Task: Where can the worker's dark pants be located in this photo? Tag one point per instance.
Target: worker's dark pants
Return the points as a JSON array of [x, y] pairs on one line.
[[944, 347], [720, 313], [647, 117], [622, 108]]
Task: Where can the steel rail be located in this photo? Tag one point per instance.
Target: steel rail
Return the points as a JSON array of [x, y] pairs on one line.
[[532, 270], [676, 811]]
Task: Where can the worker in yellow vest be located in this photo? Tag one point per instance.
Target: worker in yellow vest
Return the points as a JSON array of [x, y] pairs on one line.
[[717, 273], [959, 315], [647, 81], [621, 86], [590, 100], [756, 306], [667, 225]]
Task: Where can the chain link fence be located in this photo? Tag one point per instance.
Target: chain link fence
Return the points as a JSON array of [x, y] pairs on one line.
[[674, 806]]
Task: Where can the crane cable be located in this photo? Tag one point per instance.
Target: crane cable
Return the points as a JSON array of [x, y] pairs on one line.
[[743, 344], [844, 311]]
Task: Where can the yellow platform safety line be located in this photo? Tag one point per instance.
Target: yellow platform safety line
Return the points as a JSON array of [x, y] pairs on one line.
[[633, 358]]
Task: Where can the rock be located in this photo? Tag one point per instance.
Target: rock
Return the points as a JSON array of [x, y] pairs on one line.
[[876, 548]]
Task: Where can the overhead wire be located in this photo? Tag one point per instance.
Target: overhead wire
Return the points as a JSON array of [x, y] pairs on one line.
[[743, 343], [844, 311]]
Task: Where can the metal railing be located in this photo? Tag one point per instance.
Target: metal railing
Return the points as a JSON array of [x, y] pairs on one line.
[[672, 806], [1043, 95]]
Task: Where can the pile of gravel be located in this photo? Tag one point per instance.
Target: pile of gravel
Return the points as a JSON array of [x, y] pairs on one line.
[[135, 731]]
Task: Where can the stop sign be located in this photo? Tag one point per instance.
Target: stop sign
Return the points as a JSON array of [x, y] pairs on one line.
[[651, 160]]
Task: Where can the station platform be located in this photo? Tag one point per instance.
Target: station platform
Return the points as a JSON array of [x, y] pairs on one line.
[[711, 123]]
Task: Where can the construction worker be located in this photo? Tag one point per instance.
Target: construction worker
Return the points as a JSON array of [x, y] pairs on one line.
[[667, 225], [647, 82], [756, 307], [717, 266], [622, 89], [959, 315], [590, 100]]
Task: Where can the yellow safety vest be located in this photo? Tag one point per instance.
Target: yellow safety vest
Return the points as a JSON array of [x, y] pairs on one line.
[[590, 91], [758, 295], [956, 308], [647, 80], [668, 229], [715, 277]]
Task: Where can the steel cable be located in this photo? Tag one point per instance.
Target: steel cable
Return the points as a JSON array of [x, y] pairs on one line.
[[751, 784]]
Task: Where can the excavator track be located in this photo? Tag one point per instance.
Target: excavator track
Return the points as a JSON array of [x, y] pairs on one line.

WHAT IS ASKED ->
From the data above, set down unchanged the lines beginning with the one that contains "Task: Where can the worker in" and ending with the one that contains "306], [667, 225]]", both included.

EXERCISE SOLUTION ->
Task: Where can the worker in yellow vest be located in this photo? Tag one point per instance.
Target: worker in yellow vest
Return the points as a JSON array of [x, y] pairs on one line.
[[717, 273], [959, 315], [647, 81], [621, 86], [590, 100], [756, 306], [667, 225]]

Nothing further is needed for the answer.